▸ **Görevleriniz**:
a) Film tanıtım metnine göre aşağıdaki soruları yanıtlayın.
(i) Filmin yönetmeni kimdir?
(ii) Ece'nin annesinin adı nedir?
(iii) Ece ile annesine bir gün sonra katılan babanın adı nedir?
b) Film tanıtım metnini son cümlesinden sonra sürdürün.

▸ **Metin**:
Yönetmen: Cevdet Mercan
Oyuncular: Melisa Sözen / Aslıhan Kapanşahin, Nur Sürer, Sinan Tuzcu, Levent Özdilek, Sennur Nogaylar, Can Başak
Konu: Ece, ya da gerçek ismini söylemek isterse Mukaddes, annesi Sevgi ile çıktığı gizemli yolculukta rüyalarına giren Kabuslar Evi’ni bulur. Bir gün sonra babası Erdem de aralarına katılır ve aile, beklenen gizemli adamı karşılamak için hazırlık yapar. Kabuslar Evi, Ece’yi kendi geçmişi ve kaderiyle yüzleştirecek bir sınav hâline gelir. Beklenen gizemli adam Ece’nin tüm sorularına yanıt olabilecek midir, yirmi yıla sığdırılan bir asırlık aşkın açıklamasını yapabilecek midir ya da Ece iddia ettiği gibi reenkarne olmuş ve yıllar önce yaşamış Mukaddes adlı bir kadının anılarını mı yüklenmiştir?

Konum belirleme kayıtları
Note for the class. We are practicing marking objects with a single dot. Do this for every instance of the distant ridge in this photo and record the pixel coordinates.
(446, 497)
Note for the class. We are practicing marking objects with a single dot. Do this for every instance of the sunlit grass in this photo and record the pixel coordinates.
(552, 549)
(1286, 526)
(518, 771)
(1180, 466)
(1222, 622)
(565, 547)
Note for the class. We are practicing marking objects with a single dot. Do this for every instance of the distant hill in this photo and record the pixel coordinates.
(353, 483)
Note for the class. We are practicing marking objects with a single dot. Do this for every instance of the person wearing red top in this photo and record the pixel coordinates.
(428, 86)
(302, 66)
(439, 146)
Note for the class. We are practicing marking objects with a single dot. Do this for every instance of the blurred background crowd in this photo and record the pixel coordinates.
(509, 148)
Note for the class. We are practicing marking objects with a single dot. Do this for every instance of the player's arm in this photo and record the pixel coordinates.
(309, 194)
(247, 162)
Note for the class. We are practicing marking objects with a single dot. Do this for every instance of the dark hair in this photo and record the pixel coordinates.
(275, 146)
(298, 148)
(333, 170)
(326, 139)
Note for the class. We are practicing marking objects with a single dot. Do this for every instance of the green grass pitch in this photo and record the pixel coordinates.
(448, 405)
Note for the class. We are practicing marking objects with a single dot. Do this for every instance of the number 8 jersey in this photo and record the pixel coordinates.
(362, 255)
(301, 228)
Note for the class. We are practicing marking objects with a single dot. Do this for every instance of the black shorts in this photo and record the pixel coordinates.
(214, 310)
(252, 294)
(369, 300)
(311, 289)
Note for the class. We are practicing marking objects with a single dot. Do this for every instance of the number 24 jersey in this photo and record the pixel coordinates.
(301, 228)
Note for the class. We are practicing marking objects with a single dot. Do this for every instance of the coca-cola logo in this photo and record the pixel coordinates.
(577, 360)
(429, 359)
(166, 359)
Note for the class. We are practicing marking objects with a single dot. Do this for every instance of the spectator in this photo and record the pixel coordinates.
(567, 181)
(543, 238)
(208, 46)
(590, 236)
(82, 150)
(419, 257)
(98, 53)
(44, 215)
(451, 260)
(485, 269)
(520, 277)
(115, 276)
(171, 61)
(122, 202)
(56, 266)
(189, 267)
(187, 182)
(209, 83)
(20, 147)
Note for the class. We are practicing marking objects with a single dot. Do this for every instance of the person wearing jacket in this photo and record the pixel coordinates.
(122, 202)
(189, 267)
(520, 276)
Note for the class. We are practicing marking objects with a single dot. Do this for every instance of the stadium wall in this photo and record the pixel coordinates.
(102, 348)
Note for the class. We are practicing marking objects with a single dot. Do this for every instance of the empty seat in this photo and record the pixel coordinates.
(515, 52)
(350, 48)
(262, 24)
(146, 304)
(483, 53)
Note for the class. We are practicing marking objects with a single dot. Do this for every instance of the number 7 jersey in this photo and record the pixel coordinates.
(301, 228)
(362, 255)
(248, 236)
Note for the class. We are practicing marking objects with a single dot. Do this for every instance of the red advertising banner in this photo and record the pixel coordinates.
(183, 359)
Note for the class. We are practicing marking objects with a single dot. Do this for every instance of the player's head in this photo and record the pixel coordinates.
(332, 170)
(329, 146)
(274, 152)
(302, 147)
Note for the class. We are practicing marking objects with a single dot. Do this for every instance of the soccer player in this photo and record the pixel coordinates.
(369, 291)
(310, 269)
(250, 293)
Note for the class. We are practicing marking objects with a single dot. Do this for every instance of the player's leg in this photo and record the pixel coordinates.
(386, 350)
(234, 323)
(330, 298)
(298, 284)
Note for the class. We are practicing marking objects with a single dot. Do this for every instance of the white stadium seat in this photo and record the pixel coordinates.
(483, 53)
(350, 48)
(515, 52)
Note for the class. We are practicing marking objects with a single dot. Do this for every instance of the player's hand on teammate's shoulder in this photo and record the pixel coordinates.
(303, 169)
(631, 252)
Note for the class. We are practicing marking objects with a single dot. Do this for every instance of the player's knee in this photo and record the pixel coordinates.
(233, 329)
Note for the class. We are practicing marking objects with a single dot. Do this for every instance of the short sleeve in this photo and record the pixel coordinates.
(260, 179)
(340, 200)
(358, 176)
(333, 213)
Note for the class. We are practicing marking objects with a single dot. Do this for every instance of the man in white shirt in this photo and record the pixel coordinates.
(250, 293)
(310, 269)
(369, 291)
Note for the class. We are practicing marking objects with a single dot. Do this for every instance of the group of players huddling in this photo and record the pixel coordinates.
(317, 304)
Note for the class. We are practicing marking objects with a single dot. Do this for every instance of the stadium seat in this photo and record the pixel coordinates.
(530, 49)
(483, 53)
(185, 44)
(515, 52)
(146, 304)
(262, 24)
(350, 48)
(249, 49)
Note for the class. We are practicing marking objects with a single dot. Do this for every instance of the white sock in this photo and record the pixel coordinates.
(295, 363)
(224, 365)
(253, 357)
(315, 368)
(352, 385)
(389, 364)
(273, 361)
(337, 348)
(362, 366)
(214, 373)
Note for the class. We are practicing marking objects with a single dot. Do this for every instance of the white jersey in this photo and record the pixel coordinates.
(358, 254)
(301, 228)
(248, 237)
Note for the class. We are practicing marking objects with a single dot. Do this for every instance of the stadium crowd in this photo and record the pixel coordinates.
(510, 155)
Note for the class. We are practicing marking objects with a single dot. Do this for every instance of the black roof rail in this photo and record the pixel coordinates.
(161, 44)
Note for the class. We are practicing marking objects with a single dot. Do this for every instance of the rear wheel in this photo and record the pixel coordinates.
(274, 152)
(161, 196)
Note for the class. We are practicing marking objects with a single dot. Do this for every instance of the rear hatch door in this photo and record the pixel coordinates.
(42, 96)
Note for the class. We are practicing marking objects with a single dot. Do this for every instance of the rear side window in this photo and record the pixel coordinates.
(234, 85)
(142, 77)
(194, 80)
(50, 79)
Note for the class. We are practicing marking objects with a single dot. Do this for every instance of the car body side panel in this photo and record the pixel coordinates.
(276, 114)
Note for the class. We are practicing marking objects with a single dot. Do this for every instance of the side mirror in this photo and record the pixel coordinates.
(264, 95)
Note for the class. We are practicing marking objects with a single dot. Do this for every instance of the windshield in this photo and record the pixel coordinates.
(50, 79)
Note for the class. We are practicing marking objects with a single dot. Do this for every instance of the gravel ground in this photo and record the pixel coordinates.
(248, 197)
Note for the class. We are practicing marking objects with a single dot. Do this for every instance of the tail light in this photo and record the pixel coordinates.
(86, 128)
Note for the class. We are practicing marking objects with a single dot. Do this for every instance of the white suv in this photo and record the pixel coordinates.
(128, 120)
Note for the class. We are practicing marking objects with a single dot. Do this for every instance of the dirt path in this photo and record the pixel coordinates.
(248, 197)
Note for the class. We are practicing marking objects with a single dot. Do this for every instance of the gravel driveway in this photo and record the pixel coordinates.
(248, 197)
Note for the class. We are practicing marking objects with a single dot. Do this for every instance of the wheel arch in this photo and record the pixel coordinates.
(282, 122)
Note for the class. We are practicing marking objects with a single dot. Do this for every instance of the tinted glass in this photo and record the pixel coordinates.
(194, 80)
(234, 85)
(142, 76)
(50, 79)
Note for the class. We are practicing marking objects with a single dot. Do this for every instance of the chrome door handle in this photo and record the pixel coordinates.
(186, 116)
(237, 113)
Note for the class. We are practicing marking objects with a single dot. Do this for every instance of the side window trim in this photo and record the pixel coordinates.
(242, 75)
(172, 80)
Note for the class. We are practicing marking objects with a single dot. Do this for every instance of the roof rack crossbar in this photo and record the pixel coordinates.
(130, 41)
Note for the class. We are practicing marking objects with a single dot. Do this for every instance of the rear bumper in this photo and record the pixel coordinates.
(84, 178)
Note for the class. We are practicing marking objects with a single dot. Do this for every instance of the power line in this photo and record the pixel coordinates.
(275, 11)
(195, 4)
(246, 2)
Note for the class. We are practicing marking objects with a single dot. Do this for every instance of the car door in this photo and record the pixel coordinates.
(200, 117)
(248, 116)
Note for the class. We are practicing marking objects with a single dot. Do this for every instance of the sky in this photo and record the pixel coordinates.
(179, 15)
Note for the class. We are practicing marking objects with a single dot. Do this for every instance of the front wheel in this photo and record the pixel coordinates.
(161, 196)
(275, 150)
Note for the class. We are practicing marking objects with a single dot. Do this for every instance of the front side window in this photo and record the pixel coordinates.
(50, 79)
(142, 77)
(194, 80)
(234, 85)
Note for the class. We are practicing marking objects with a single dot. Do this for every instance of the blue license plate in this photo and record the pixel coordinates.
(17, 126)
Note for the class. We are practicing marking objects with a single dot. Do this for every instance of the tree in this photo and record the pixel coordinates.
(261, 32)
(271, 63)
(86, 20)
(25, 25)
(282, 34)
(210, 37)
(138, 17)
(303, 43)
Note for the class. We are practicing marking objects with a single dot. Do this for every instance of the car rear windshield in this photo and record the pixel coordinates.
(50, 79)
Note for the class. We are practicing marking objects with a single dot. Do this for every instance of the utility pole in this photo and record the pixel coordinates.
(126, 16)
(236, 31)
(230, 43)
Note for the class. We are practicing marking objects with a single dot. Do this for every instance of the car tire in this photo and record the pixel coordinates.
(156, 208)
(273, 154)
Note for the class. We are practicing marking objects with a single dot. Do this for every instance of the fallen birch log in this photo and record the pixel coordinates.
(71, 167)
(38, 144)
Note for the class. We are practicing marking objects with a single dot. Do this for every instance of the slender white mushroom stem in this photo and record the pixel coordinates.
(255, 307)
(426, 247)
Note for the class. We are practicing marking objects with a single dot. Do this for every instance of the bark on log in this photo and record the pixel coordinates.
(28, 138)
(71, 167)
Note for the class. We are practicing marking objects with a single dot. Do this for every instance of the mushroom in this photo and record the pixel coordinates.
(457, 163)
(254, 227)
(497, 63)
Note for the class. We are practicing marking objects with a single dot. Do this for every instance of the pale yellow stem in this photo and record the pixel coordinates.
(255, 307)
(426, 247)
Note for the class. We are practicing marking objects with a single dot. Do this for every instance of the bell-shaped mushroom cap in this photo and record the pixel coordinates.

▸ **Beklenen Yanıtlar**:
a)
(i) Cevdet Mercan
(ii) Sevgi
(iii) Erdem

b)
Yönetmen: Cevdet Mercan
Oyuncular: Yiğit Özşener, Neslihan Yeldan, Işık Aras, Hümay Güldağ, Deniz Türkali
Konu: Yunus, sırlarla ve acılarla dolu geçmişiyle boğuşan, yeteneğinin lanet mi yoksa hediye mi olduğunu sorgulayan genç bir adamdır. Huzur bulmak için Sema Emlak aracılığıyla Kabuslar Evi’ne taşınır. Burada çocukluğuna ve geçmişine yaptığı yolculuk, ruhunu hafifletip hep rüyalarında gördüğü uzak ülkeye gidiş yolunu bulmasına yardımcı olacak mı, yoksa Kabuslar Evi’nin gizemleri onu yeni sorgulamalara mı sürükleyecek?

Yönetmen: Irmak Çığ
Oyuncular: Hülya Koçyiğit, Ayhan Kavas, Ebru Özkan, Ceyda Ateş, Levent Sülün, Tarık Köksal, Sıla Çavuşoğlu, Iraz Pekgöz, Işıl Tangör, Özen Yula
Konu: Tiyatro oyuncusu Gülseren, bir kaza sonucu eşi ve kızının kaybetmiş olmasıyla başa çıkamaz. Huzur bulmak için Kabuslar Evi’ne gelen Gülseren, beklenmedik anlarda karşısına çıkan hırpani kılıklı bir kadınla dengesini kaybeder. Emlakçı Sema’nın yardımıyla bu kadının gizemini çözmeye çalışırken hem kaybettiği ailesiyle yüzleşmek hem de anlık zaman kayıplarına direnmek zorundadır. Bu kadın gerçekten kayıp ruhları araftan alıp ait oldukları yere götüren bir elçi midir? Tüm cevaplar, Kabuslar Evi’nin karanlık köşelerinde saklıdır.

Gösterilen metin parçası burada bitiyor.